- **Task directions**
Count the lines in the entries below that contain the string "dark", matching case exactly. Reply with the number alone.

-- START Provided information --

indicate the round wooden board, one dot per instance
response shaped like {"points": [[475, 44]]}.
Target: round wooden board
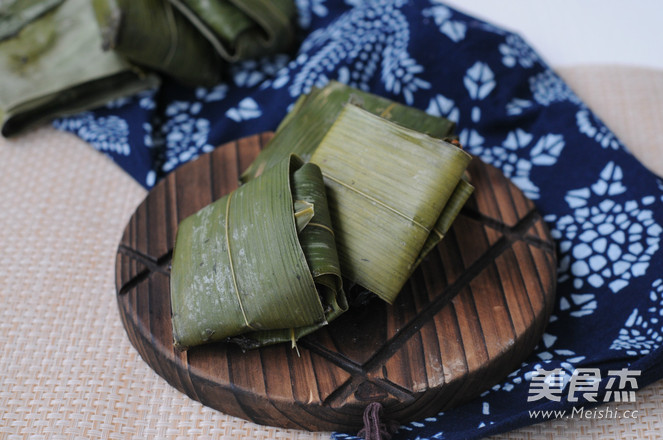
{"points": [[468, 316]]}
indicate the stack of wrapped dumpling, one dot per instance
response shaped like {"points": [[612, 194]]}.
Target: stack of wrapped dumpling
{"points": [[265, 264]]}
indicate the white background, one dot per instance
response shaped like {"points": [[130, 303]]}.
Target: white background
{"points": [[573, 32]]}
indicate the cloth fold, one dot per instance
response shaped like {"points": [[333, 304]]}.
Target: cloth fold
{"points": [[604, 209]]}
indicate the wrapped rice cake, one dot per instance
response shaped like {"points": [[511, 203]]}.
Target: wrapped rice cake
{"points": [[380, 149], [388, 187], [258, 266]]}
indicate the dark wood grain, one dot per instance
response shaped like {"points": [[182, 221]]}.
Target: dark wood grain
{"points": [[468, 316]]}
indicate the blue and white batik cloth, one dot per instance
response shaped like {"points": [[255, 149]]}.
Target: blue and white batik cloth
{"points": [[603, 207]]}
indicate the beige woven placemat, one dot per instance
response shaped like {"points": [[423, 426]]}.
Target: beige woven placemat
{"points": [[67, 369]]}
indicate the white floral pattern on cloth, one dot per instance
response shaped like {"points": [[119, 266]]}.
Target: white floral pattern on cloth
{"points": [[591, 126], [443, 17], [605, 242], [604, 209], [643, 330], [369, 41], [107, 134]]}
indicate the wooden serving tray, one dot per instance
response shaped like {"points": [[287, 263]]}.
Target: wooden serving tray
{"points": [[468, 316]]}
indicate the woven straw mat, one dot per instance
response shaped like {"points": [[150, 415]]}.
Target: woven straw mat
{"points": [[67, 369]]}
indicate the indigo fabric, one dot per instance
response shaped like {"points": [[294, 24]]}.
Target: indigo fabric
{"points": [[604, 209]]}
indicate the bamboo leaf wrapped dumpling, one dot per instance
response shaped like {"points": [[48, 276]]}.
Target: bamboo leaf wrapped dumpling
{"points": [[388, 187], [52, 64], [241, 271], [304, 127]]}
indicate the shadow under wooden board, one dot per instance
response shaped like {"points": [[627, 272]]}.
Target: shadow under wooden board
{"points": [[468, 316]]}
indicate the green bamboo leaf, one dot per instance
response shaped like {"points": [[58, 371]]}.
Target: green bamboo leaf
{"points": [[304, 212], [55, 66], [154, 34], [242, 272], [387, 187], [303, 128], [16, 14], [458, 198]]}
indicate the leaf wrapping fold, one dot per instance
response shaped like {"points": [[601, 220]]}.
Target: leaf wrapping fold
{"points": [[242, 272], [303, 128], [193, 40], [387, 187], [381, 140], [54, 65]]}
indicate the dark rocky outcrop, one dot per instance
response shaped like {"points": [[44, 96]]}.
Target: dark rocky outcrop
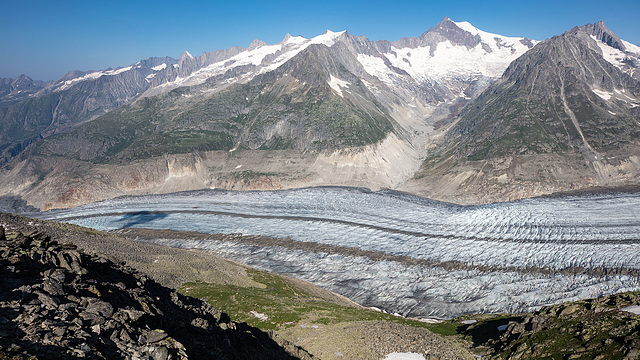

-- END Provided information --

- **Completed exercise**
4